Supplied data:
= Beginning of Section =

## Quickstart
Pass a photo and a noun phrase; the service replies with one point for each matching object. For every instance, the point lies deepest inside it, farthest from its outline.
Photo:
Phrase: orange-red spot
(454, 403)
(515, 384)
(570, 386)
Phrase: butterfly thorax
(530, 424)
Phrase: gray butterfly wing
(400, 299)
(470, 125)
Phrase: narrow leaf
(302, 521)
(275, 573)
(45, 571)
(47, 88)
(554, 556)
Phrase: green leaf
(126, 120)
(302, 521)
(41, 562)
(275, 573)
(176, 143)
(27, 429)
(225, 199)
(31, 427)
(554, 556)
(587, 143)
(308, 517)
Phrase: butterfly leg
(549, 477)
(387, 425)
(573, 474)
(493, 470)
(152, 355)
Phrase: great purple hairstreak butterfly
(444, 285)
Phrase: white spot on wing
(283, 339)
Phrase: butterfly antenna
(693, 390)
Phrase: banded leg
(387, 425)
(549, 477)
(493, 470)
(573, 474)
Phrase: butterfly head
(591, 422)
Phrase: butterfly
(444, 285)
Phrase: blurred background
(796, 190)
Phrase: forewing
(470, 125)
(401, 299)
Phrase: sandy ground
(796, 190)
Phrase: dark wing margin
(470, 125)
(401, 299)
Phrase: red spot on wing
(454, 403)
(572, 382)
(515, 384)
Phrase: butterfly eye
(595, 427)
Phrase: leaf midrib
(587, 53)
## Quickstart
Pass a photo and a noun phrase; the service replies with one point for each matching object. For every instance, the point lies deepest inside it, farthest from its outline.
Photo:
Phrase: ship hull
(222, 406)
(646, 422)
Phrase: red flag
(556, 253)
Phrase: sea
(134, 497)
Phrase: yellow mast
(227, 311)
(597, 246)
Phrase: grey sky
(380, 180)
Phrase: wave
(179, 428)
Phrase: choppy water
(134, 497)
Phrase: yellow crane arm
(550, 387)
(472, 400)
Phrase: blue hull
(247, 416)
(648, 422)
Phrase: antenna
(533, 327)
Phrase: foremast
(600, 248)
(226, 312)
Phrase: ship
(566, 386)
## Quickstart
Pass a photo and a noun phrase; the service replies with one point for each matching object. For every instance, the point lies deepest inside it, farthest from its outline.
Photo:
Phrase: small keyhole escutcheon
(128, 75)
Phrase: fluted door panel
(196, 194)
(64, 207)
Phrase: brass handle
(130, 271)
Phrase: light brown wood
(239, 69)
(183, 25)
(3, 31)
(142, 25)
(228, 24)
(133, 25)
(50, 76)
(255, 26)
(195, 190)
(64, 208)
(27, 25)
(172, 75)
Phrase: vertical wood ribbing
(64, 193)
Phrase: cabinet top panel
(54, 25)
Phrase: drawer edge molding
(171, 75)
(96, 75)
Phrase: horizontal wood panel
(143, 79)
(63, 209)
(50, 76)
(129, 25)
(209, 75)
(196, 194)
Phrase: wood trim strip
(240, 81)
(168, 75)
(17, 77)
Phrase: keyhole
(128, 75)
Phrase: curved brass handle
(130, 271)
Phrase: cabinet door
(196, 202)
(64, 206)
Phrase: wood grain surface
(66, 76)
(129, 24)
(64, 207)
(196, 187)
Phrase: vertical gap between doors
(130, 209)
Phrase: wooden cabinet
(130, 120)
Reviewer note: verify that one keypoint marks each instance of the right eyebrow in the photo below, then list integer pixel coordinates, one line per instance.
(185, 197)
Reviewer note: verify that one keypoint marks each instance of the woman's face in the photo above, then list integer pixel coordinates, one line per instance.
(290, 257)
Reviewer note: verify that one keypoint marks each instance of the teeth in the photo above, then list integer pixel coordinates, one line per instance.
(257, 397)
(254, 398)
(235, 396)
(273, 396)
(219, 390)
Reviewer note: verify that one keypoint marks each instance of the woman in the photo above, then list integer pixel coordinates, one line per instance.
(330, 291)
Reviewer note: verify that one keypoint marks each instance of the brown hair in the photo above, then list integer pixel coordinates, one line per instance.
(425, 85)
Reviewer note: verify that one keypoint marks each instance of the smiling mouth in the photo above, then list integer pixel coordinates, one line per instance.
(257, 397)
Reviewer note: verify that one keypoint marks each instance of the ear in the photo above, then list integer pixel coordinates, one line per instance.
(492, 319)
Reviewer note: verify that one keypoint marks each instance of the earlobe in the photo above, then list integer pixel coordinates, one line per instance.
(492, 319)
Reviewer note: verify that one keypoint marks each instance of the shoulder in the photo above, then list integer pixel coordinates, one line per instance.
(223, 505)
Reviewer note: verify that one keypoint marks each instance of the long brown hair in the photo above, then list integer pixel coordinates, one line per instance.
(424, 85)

= End of Section =
= Beginning of Section =

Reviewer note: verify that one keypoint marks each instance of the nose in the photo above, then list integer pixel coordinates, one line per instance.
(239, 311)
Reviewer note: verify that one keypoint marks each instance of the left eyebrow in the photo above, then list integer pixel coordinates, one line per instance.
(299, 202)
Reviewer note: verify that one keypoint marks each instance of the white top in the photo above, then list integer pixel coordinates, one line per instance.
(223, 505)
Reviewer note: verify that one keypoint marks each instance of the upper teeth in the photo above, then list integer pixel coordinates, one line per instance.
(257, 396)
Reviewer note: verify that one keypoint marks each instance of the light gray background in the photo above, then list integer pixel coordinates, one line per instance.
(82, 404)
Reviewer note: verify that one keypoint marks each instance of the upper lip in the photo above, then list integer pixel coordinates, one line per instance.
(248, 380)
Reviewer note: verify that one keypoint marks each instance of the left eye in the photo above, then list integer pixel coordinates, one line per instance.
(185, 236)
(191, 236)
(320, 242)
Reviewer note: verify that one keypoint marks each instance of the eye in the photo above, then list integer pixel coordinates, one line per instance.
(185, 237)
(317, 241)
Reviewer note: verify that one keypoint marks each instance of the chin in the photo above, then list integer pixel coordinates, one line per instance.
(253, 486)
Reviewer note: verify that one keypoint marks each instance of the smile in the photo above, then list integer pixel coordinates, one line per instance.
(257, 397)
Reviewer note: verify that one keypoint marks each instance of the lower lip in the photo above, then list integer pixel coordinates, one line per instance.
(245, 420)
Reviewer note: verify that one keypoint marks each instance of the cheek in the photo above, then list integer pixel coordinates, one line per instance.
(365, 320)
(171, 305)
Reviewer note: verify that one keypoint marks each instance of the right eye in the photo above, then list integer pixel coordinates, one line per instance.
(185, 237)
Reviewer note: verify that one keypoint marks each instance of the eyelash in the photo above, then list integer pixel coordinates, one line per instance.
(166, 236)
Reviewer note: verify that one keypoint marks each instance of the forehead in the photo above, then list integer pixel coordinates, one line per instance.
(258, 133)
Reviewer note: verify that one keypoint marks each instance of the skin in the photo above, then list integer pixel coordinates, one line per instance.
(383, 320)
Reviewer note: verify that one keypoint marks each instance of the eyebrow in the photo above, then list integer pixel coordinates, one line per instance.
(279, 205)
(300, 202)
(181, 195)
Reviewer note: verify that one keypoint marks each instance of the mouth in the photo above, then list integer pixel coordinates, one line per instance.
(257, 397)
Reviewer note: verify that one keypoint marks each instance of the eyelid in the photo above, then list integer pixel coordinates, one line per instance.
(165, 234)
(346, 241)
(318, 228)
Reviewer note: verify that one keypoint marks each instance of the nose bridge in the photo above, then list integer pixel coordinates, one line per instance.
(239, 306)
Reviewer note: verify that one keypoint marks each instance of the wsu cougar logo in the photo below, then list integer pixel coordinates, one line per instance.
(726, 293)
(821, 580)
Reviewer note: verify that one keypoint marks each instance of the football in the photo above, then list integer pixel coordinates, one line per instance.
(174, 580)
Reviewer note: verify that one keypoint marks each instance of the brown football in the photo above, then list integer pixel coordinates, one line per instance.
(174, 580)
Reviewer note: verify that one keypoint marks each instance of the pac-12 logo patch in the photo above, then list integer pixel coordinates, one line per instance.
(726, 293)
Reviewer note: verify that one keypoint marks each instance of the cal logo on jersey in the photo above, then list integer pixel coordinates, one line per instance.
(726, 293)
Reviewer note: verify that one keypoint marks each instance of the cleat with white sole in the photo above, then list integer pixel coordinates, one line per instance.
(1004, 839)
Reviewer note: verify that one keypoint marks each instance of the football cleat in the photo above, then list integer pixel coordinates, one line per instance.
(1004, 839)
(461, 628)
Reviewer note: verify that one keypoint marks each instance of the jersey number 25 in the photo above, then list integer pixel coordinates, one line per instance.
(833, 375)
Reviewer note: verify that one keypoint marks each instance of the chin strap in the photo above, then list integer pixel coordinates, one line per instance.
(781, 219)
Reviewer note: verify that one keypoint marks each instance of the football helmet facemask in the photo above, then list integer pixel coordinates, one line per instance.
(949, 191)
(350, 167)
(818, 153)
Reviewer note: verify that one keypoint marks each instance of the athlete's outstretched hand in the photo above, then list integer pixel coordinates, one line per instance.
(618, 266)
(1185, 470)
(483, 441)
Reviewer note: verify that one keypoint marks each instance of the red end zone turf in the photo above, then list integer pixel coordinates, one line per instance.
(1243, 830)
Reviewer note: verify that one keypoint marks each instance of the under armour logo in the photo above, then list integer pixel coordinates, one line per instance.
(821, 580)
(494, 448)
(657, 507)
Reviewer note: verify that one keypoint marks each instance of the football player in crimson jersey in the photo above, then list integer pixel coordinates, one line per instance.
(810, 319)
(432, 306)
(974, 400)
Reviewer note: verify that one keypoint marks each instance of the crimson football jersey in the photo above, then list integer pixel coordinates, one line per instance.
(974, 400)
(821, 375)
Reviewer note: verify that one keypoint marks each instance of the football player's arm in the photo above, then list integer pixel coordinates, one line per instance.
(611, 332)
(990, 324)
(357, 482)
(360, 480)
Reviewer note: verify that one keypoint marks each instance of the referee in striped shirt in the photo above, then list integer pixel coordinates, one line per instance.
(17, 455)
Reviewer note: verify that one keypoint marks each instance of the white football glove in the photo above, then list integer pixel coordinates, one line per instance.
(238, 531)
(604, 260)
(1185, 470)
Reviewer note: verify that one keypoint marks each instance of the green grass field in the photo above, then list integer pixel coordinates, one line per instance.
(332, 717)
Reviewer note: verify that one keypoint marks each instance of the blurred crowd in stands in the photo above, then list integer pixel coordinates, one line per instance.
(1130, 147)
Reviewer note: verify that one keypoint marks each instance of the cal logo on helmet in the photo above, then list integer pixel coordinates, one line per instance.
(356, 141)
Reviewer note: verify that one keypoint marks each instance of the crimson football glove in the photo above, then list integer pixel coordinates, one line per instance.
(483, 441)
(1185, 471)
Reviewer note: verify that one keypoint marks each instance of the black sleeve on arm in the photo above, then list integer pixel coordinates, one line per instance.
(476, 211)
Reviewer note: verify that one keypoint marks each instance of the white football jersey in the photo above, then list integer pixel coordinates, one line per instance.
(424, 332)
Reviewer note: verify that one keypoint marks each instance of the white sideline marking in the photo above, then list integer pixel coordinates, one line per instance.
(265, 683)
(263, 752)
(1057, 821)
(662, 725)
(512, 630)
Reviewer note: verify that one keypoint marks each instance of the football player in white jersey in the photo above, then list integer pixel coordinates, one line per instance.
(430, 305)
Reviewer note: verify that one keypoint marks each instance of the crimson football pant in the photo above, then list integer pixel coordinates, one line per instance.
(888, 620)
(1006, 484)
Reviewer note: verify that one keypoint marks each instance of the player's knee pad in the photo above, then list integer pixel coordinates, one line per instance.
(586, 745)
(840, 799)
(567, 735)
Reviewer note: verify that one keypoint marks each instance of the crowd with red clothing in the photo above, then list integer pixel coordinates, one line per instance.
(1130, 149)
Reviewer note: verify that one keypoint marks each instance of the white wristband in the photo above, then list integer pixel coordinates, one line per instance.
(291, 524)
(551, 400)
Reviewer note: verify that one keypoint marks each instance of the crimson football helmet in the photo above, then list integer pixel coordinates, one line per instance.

= End of Section =
= Beginning of Section =

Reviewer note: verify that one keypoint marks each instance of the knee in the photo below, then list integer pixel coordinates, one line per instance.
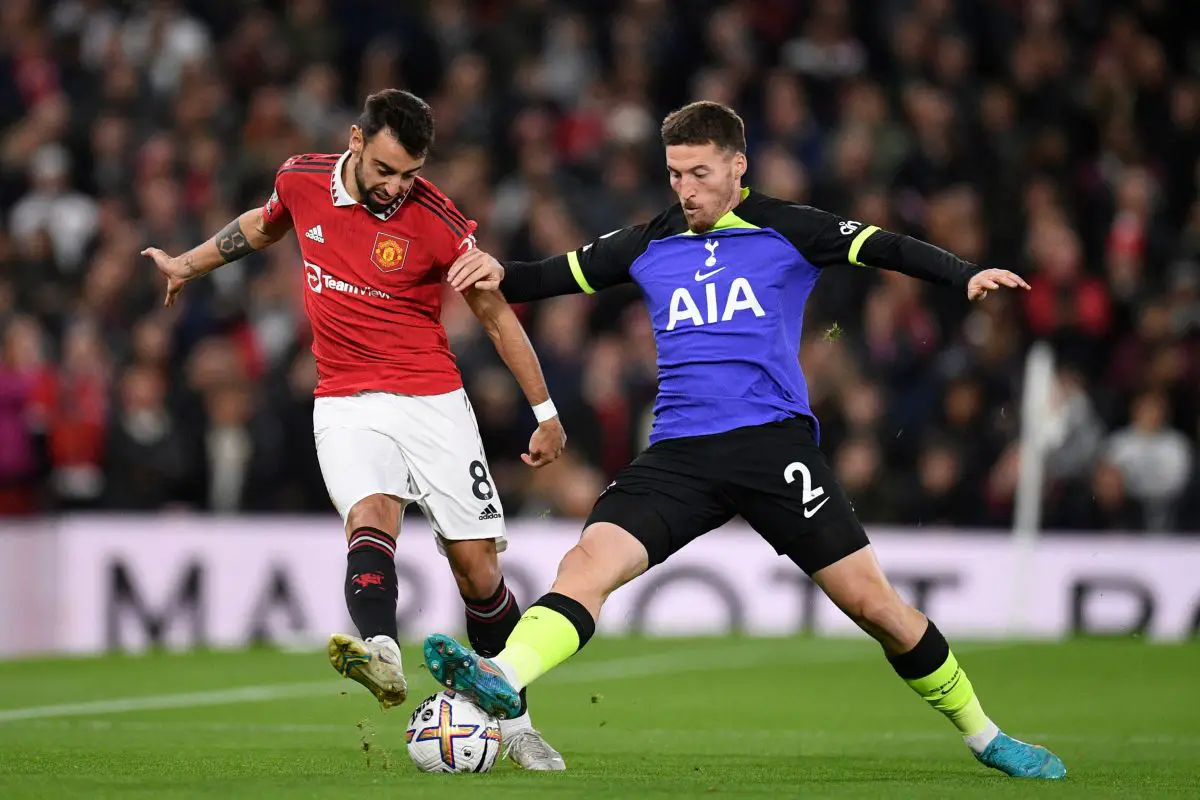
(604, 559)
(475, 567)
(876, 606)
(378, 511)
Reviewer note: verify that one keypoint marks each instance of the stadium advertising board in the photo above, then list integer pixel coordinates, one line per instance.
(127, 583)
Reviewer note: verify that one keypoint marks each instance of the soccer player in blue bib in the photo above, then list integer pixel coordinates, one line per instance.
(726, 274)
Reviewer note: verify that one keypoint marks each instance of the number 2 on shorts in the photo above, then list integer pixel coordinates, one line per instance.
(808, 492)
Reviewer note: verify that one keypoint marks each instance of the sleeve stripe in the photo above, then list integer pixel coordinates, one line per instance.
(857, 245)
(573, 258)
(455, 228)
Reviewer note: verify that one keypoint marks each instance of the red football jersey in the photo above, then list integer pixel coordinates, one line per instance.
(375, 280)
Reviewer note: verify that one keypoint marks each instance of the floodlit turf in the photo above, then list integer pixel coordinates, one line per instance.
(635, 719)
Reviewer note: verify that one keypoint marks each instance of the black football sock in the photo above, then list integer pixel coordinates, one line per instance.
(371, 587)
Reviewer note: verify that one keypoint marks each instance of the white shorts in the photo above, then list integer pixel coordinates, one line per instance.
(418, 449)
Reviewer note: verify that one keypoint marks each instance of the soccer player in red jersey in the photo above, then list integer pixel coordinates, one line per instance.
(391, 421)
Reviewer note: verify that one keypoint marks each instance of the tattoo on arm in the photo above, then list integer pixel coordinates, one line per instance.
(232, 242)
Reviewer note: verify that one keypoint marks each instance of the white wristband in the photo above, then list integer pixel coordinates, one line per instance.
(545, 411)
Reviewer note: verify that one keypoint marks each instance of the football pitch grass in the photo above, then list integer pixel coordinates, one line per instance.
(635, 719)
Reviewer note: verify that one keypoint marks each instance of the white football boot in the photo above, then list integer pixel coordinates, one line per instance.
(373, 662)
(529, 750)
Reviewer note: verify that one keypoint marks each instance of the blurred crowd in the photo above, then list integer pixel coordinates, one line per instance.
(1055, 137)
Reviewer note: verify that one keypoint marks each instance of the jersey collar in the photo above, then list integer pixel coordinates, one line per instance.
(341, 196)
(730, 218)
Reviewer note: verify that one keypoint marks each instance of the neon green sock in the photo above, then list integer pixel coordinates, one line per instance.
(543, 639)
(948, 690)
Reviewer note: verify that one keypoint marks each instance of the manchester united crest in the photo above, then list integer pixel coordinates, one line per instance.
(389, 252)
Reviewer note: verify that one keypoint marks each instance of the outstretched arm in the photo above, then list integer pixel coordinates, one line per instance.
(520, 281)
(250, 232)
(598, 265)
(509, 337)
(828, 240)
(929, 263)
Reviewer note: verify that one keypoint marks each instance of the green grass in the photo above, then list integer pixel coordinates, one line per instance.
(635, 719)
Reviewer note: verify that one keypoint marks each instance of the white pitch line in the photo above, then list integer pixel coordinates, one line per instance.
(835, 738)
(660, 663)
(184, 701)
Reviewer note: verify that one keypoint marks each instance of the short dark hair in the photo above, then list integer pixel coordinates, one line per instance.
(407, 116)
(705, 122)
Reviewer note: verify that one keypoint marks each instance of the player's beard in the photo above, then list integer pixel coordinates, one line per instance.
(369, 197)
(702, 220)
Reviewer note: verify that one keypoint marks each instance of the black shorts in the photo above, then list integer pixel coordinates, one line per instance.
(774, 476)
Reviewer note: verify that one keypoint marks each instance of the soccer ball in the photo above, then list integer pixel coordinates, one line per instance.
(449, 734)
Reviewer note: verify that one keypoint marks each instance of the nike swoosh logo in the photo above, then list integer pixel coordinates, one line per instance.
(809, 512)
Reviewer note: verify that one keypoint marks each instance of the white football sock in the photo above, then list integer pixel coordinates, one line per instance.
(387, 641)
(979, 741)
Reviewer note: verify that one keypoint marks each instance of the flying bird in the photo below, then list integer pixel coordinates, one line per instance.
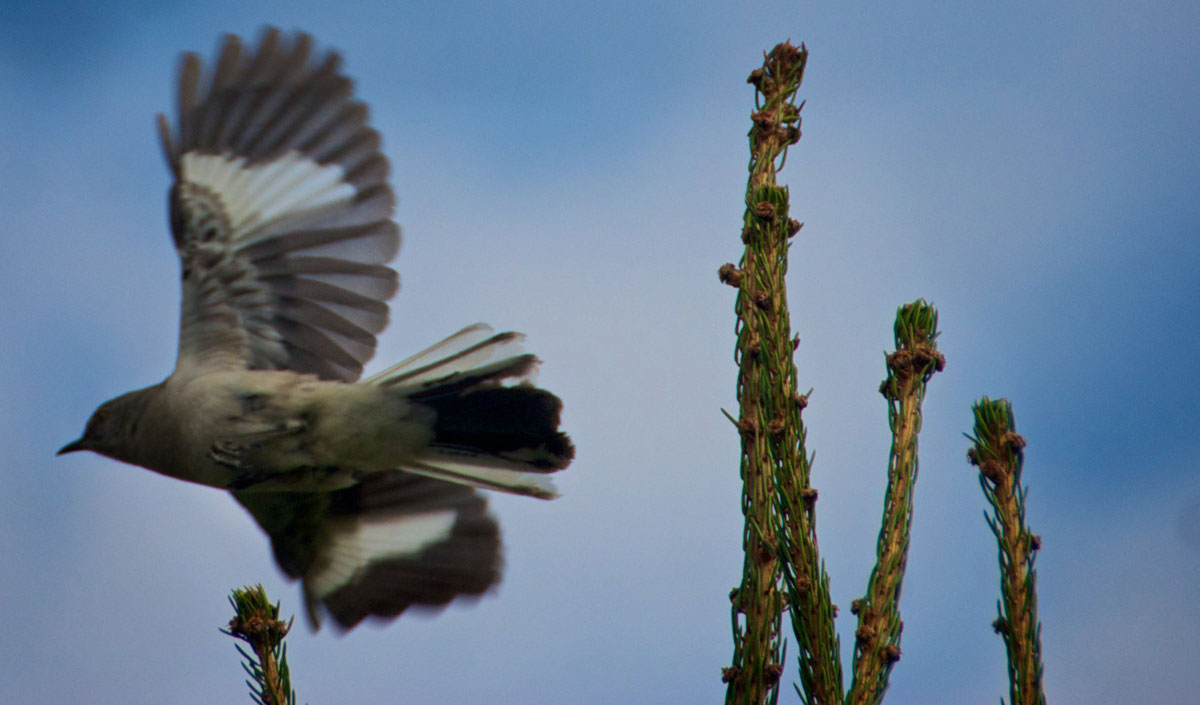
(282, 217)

= End of Section =

Work order: Retype exactly, and only, the lines above from the one where "the white sideline" occurs up to and including the one where "crimson football helmet" occurs.

Exercise result:
Reviewer note: verify that one keypoint marks each instance of the white sideline marking in the photo above, then list integer pixel coordinates, one line per instance.
(265, 683)
(263, 752)
(1057, 821)
(662, 725)
(512, 630)
Reviewer note: verify that one keypoint marks each instance of the football player in white jersey in the photo above, then list integer pixel coordinates, one line per instance.
(430, 305)
Reviewer note: verify that one keypoint marks each instance of the crimson football pant in the photo above, then list integer pixel coordinates, one line per instance.
(888, 620)
(1006, 484)
Reviewer note: verify that one keypoint marks each instance of the player's knee pad in the photo above, then list integer pixel coordinates, one line per instance.
(586, 745)
(840, 799)
(567, 735)
Reviewer note: verify that one keypoint marks each instance of the crowd with red clothing in the photo above, then list integer pixel coordinates, one line per instance.
(1130, 149)
Reviewer note: verify that one keypoint marks each instance of the white wristband in the photo above, then list integer pixel coordinates, one line per instance.
(291, 524)
(551, 400)
Reviewer note: verify that one keypoint marks each instance of the crimson football helmet in the photo above, then list integer pixel coordinates, one line per instance.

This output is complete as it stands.